### AIM OF THE TASK
Please count the lines in the listing below that contain the string "ground", where uppercase and lowercase letters count as different, and reply with that number alone.
┌─ DATA IN THIS EXERCISE
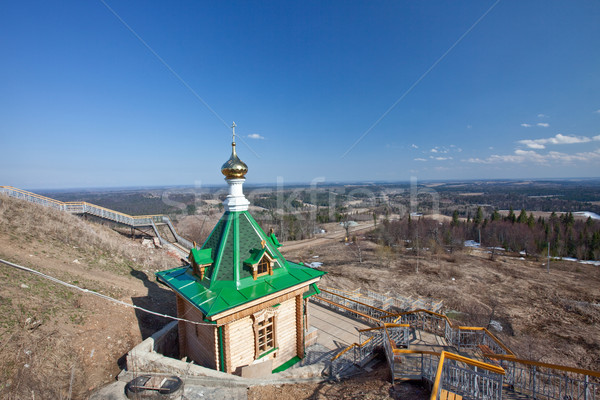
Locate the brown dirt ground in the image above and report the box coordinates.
[248,359,431,400]
[282,236,600,370]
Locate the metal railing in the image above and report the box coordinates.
[314,288,393,323]
[486,354,600,400]
[386,310,514,356]
[430,351,505,400]
[325,287,443,313]
[329,324,409,377]
[0,186,194,249]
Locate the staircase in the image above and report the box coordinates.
[0,186,193,257]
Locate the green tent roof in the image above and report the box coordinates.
[156,211,325,317]
[190,249,214,265]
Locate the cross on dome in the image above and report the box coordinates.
[231,121,237,144]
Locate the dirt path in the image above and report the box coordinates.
[281,223,375,252]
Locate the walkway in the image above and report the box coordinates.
[0,186,193,257]
[308,302,372,350]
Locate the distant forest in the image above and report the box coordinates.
[373,207,600,260]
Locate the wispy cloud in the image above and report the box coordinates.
[462,149,600,165]
[518,133,600,149]
[429,146,450,154]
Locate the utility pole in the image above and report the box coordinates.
[547,242,550,273]
[417,220,419,274]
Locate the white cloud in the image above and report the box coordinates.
[518,133,600,149]
[429,145,455,154]
[429,156,452,161]
[462,149,600,165]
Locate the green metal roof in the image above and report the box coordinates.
[190,249,214,265]
[156,211,325,317]
[269,233,281,248]
[302,283,321,299]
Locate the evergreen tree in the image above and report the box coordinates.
[492,209,500,221]
[506,206,517,223]
[527,213,535,229]
[451,210,458,226]
[517,208,527,224]
[473,207,483,225]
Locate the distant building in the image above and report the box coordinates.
[156,125,324,374]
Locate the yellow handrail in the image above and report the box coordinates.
[331,336,373,362]
[358,322,410,332]
[429,351,506,400]
[484,353,600,378]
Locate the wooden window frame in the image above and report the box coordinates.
[252,252,275,280]
[253,309,278,360]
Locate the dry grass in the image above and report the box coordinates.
[0,196,173,273]
[0,196,179,399]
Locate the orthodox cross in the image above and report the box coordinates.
[231,121,237,143]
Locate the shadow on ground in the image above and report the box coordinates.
[130,269,177,339]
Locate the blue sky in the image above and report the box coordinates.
[0,0,600,189]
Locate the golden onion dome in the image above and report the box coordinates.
[221,142,248,179]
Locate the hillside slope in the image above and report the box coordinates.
[0,196,180,398]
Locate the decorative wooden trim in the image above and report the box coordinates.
[296,294,304,358]
[175,295,187,358]
[223,325,233,374]
[208,277,321,324]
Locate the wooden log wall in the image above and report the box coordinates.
[177,296,219,369]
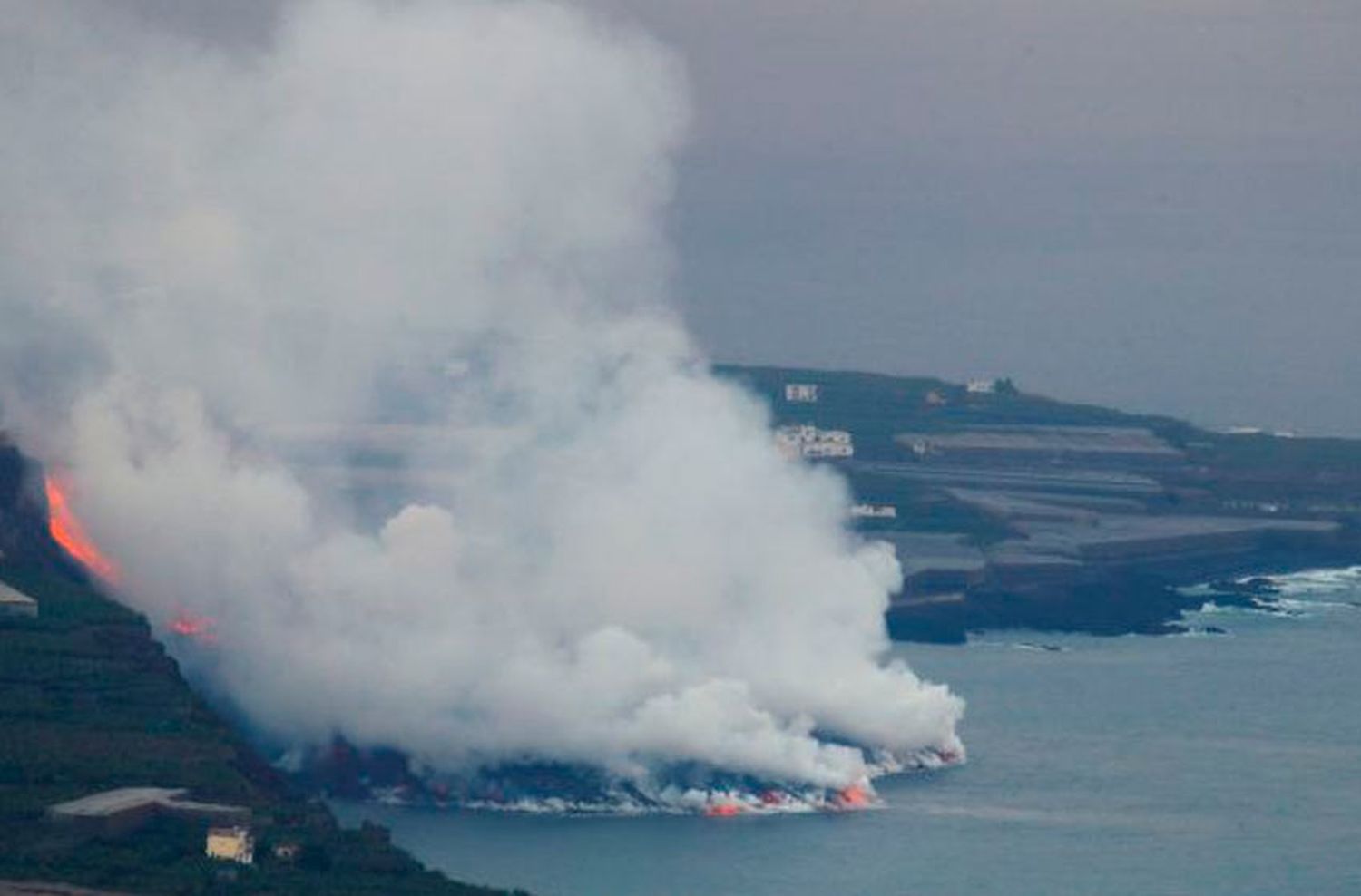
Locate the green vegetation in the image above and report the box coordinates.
[0,560,520,896]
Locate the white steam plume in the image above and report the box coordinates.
[0,0,963,787]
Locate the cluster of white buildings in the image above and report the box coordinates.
[775,424,855,458]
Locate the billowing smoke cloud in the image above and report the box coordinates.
[0,0,961,804]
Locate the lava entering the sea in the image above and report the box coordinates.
[44,476,119,585]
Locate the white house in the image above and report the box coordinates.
[204,827,255,865]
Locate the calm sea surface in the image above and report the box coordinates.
[337,570,1361,896]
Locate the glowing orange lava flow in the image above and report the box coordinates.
[171,610,218,645]
[44,476,119,585]
[704,803,742,819]
[835,784,871,809]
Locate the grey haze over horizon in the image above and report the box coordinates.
[124,0,1361,435]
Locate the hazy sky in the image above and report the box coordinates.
[125,0,1361,433]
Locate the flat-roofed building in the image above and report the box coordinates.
[203,825,255,865]
[48,787,250,838]
[0,582,38,618]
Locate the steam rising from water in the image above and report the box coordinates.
[0,0,963,787]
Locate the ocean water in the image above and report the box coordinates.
[337,569,1361,896]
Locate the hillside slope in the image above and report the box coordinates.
[0,449,520,896]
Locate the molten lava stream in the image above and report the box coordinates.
[44,476,119,585]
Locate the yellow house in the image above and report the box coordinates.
[204,828,255,865]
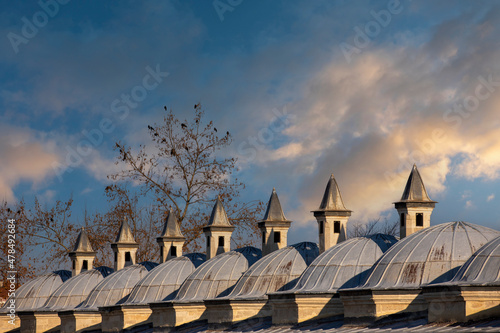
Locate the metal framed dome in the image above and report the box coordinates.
[174,246,262,302]
[289,234,398,293]
[40,266,113,311]
[1,270,71,312]
[225,242,319,299]
[75,261,158,310]
[451,232,500,285]
[124,253,206,304]
[361,222,500,289]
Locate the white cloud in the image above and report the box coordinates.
[244,7,500,221]
[0,125,59,201]
[465,200,476,209]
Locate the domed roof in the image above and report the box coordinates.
[362,222,500,289]
[452,233,500,285]
[1,270,71,312]
[290,234,398,293]
[75,261,158,310]
[221,242,319,298]
[124,253,206,304]
[40,266,113,311]
[174,246,262,301]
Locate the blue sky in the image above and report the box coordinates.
[0,0,500,243]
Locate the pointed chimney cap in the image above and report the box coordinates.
└─
### TASK RESPONSE
2